#### [Exercise prompt]
Please return the lines below verbatim, beginning at the one that has "Target: window" and stopping after the one that has "compact shape [92,121].", and add no other lines.

#### [Stored data]
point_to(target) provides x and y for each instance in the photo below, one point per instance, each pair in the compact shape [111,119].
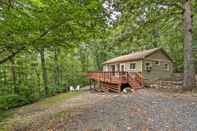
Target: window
[132,66]
[166,67]
[157,63]
[148,66]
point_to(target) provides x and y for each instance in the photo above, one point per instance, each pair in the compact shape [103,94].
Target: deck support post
[94,84]
[90,81]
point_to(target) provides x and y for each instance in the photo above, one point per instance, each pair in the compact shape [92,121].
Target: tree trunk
[44,71]
[57,69]
[14,77]
[189,73]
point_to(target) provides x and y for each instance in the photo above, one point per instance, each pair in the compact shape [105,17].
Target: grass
[5,116]
[47,102]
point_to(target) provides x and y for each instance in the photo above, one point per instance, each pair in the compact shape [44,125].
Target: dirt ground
[144,110]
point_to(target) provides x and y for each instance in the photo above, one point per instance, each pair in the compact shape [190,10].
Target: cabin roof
[139,55]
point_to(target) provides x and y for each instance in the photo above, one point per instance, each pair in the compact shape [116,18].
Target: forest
[48,45]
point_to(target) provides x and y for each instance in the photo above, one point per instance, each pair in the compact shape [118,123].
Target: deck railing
[116,77]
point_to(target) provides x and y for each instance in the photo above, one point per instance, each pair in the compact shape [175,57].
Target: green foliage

#### [Output for this task]
Target: window
[132,66]
[166,67]
[157,63]
[148,66]
point_to(target) provides x and y for each instance in the photo above, one point per instance, each pair in the compact shape [103,94].
Target: deck support post
[94,84]
[90,81]
point_to(target) provides x and y for each instance in the photo above, one point per instance, each pair in the compact shape [92,121].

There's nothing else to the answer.